Task goal:
Rewrite the data below as a JSON list of strings, with one string per line and any blank lines left out.

· · · · · · ·

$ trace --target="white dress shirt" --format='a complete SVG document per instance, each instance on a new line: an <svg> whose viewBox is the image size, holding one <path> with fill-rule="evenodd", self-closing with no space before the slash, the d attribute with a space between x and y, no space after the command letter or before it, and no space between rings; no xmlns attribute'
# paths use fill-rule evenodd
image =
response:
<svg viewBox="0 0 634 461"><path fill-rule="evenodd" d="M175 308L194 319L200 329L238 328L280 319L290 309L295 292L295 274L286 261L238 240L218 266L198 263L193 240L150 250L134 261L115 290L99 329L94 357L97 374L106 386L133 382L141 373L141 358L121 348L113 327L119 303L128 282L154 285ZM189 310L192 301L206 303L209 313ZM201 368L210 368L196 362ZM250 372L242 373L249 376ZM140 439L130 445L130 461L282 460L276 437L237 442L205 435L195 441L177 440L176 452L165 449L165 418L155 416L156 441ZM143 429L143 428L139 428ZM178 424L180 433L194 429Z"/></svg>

· · · · · · ·

Solution for this exercise:
[
  "$ trace --target=\"white dress shirt\" --format='a complete SVG document per instance, each instance on a new line: an <svg> whose viewBox is the image size, holding one <path> with fill-rule=\"evenodd\", self-closing with no space before the slash, the d attribute with a space between x and y, no space after the command letter or before it, and no space between rings; no xmlns attribute'",
  "# paths use fill-rule evenodd",
  "image =",
  "response:",
  "<svg viewBox=\"0 0 634 461\"><path fill-rule=\"evenodd\" d=\"M175 308L194 319L200 329L238 328L280 319L290 309L295 292L295 274L286 261L238 240L218 266L198 263L193 240L150 250L134 261L115 290L99 329L94 357L97 374L106 386L133 382L141 373L141 358L121 348L113 327L119 303L128 282L154 285ZM189 310L192 301L206 303L209 313ZM201 368L210 368L196 362ZM250 372L242 373L249 376ZM140 439L130 445L130 461L282 460L276 437L237 442L205 435L195 441L177 440L176 452L165 449L165 418L155 416L156 441ZM143 429L143 428L139 428ZM178 424L180 433L194 429Z\"/></svg>"
]